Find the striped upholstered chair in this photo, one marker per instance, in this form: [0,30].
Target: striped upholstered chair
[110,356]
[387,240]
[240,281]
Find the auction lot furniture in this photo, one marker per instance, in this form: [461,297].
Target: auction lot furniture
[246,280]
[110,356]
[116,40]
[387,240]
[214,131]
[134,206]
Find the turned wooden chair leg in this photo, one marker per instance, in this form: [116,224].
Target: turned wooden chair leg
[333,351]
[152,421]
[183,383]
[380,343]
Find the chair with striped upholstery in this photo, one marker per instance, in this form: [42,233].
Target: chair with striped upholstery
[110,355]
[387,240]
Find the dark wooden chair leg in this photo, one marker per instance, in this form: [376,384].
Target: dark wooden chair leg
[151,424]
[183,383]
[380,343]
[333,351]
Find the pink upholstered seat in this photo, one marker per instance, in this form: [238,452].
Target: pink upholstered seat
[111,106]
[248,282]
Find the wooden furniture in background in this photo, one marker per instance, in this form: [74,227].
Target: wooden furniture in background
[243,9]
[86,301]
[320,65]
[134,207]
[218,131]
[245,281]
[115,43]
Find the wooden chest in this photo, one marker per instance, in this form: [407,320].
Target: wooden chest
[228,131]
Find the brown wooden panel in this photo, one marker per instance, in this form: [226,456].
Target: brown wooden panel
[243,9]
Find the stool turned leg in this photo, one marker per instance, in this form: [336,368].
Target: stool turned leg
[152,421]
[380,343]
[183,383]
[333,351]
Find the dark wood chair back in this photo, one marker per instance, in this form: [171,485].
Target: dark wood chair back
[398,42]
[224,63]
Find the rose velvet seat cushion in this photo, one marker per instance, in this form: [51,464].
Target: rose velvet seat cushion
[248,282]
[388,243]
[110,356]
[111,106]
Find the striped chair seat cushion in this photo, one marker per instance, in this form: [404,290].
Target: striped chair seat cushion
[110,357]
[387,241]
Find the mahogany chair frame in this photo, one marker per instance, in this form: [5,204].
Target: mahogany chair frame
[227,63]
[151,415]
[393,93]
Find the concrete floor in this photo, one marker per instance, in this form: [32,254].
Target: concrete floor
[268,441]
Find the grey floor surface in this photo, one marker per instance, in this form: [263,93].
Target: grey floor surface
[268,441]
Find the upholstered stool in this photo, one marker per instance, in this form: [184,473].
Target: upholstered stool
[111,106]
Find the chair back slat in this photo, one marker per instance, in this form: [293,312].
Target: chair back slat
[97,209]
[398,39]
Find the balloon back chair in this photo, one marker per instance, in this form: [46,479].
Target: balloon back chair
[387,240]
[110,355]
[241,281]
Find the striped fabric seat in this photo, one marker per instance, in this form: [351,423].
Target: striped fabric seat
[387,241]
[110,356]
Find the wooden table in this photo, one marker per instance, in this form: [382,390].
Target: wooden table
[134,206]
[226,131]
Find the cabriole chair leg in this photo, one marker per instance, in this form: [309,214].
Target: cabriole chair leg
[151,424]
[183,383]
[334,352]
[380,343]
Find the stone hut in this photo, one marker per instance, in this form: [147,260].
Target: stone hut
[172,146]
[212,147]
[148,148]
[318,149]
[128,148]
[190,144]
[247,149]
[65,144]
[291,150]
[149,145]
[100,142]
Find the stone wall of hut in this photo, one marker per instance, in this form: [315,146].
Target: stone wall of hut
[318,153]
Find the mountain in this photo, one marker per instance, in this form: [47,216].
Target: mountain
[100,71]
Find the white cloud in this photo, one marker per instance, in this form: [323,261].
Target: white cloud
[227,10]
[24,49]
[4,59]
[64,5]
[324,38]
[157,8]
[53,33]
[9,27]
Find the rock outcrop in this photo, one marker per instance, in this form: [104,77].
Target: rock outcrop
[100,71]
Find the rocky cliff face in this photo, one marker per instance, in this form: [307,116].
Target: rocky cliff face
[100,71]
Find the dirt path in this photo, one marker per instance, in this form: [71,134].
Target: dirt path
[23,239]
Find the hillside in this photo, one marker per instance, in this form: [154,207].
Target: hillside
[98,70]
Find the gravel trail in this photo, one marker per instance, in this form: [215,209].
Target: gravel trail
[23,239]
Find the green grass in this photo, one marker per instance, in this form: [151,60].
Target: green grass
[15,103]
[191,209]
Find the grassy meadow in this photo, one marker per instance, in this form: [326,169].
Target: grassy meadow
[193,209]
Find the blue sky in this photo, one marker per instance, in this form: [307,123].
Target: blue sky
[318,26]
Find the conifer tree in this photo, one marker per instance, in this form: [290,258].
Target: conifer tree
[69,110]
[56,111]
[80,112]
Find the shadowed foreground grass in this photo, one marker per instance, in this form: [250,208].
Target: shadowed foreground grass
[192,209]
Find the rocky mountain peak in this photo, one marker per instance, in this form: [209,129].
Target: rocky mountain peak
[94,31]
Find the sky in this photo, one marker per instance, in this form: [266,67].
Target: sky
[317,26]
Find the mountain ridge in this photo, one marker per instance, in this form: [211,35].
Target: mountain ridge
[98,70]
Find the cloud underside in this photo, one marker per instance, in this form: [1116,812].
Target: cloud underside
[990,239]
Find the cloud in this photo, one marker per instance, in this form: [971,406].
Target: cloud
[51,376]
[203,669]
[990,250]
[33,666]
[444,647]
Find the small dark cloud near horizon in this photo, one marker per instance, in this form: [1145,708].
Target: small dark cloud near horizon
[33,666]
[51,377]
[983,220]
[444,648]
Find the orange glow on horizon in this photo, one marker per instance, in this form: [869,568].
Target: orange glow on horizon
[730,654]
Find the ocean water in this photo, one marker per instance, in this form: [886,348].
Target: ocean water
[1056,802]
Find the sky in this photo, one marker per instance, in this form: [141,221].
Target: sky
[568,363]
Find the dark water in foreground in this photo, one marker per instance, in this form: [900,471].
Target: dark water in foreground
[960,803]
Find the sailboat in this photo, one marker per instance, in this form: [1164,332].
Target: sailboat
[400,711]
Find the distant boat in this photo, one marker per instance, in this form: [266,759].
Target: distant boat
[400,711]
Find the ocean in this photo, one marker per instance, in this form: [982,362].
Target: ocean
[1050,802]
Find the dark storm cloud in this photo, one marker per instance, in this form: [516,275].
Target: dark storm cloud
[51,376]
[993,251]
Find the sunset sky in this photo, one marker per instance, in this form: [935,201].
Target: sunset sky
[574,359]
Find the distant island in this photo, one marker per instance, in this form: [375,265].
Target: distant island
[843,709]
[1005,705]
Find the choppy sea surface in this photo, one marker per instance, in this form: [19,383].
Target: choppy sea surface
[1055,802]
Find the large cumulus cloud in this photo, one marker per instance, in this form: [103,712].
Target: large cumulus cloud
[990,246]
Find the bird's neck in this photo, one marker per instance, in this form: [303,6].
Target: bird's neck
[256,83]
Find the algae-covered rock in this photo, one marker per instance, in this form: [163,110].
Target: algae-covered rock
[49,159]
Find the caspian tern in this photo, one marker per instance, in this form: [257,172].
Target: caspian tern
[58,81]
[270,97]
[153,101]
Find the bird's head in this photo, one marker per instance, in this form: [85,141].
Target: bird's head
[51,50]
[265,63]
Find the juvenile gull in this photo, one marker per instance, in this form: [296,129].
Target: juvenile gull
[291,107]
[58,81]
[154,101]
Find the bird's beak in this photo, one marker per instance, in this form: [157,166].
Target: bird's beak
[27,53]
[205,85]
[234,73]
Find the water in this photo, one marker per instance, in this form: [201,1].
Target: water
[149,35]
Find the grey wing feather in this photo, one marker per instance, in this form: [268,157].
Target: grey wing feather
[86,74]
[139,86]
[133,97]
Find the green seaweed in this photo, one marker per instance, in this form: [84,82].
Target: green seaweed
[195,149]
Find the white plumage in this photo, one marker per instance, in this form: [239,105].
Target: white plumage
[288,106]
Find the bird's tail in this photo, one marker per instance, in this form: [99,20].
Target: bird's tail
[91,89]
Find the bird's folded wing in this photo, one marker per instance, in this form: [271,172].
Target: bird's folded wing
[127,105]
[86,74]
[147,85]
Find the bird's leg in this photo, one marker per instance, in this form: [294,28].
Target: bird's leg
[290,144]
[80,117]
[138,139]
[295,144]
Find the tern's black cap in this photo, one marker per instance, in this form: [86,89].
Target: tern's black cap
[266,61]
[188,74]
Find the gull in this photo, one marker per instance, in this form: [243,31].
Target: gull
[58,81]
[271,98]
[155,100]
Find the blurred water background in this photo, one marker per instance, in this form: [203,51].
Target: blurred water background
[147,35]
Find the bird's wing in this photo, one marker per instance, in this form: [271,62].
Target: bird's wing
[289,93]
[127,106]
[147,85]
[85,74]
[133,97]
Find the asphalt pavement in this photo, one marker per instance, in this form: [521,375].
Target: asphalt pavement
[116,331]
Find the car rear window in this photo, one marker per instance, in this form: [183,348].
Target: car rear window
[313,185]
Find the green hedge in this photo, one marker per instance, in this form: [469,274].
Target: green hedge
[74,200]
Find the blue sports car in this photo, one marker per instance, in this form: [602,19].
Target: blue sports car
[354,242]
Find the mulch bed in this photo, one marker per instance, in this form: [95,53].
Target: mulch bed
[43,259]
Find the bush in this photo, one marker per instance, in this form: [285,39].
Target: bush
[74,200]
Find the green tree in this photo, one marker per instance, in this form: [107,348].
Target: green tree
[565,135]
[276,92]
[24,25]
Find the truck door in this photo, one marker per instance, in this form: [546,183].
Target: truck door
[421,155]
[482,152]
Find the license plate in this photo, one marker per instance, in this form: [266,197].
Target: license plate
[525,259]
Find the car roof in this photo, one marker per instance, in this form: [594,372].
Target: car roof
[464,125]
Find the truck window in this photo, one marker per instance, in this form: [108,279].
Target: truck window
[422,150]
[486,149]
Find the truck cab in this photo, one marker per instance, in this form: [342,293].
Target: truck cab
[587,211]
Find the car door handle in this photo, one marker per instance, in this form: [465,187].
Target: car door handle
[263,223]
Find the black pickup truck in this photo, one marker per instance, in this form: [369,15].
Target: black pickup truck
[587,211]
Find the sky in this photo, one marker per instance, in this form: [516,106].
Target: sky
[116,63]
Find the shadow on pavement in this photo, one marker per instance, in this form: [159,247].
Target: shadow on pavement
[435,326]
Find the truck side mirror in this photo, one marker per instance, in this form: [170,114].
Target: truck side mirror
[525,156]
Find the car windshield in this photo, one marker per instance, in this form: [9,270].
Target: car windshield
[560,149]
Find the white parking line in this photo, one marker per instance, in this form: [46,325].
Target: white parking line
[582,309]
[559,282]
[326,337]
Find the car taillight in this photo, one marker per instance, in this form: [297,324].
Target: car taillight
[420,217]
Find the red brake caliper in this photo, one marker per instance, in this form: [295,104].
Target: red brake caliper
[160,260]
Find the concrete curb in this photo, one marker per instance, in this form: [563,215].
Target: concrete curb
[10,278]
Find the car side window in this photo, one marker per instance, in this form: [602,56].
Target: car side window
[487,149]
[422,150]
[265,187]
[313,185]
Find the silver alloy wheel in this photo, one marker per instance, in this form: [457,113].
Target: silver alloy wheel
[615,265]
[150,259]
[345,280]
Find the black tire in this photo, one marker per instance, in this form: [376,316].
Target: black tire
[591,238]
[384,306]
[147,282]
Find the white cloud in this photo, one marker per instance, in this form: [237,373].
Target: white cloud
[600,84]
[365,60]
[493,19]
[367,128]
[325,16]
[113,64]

------------

» Task directions
Give back the entries above exactly as they are, from their first line through the line that contains "Find the auction", both included, with nothing else.

» Output for this task
Find the striped upholstered chair in this photo, one marker per instance, in this form: [0,30].
Target: striped upholstered chair
[110,356]
[387,240]
[240,281]
Find the auction lot furniture in this photo, one marker per instance, in this form: [461,297].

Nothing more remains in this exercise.